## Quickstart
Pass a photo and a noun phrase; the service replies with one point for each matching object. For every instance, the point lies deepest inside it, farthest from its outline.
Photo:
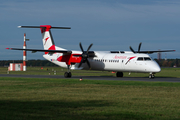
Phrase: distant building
(15, 67)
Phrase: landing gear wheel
(67, 74)
(119, 74)
(151, 76)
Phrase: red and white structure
(24, 53)
(15, 67)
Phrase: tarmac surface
(156, 79)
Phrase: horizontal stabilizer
(43, 27)
(38, 50)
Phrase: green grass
(165, 72)
(53, 99)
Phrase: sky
(108, 24)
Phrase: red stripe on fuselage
(51, 48)
(70, 59)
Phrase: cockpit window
(147, 58)
(140, 59)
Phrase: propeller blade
(132, 49)
(81, 47)
(80, 63)
(88, 63)
(139, 47)
(89, 48)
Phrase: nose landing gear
(68, 73)
(151, 76)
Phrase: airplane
(116, 61)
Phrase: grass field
(53, 99)
(165, 72)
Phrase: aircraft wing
(39, 50)
(150, 52)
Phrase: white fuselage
(106, 61)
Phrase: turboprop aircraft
(117, 61)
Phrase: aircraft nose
(156, 67)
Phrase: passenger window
(140, 59)
(147, 58)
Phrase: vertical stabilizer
(47, 38)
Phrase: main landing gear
(151, 76)
(68, 73)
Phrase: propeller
(138, 49)
(84, 55)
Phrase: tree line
(162, 62)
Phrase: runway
(157, 79)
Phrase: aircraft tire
(151, 76)
(119, 74)
(67, 74)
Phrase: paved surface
(97, 78)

• Work instructions:
Each line above should be written out again exactly, without any image.

• Your solution:
## Quickstart
Pass a photo and a noun phrase; the service replies with one point for each matching object. For every instance, the point lies deepest inside it, farthest from its outline.
Photo:
Phrase: distant building
(15, 67)
Phrase: landing gear wheel
(67, 74)
(119, 74)
(151, 76)
Phrase: red and white structure
(24, 53)
(15, 67)
Phrase: tarmac surface
(156, 79)
Phrase: horizontal stabilizer
(43, 27)
(38, 50)
Phrase: green grass
(165, 72)
(53, 99)
Phrase: sky
(108, 24)
Phrase: red stripe on fuselage
(51, 48)
(70, 59)
Phrase: cockpit window
(147, 58)
(140, 59)
Phrase: propeller blade
(132, 49)
(81, 47)
(80, 63)
(88, 63)
(139, 47)
(89, 48)
Phrase: nose landing gear
(68, 73)
(151, 76)
Phrase: airplane
(116, 61)
Phrase: grass field
(53, 99)
(165, 72)
Phrase: aircraft wing
(39, 50)
(150, 52)
Phrase: white fuselage
(106, 61)
Phrase: turboprop aircraft
(117, 61)
Phrase: aircraft nose
(156, 67)
Phrase: passenger window
(140, 59)
(147, 58)
Phrase: vertical stabilizer
(47, 38)
Phrase: main landing gear
(151, 76)
(68, 73)
Phrase: propeller
(138, 49)
(84, 55)
Phrase: tree line
(162, 62)
Phrase: runway
(157, 79)
Phrase: aircraft tire
(151, 76)
(119, 74)
(67, 74)
Phrase: paved surface
(97, 78)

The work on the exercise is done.